PROVIDED RECORDS:
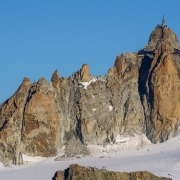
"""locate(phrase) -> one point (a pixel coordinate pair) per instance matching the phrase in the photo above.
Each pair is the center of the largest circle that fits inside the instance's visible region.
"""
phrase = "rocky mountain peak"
(159, 34)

DIRECTIONS FOR THIS TASK: Set down each of the records precisely, leaving any pictures behind.

TASK RESULT:
"""locate(phrase) -> one point (a pixel coordinate pair) per instance matching the phrase in the photo above.
Each pair is the center of the largest circle that fits inside the instance's visible region.
"""
phrase = "rocky mountain peak"
(159, 34)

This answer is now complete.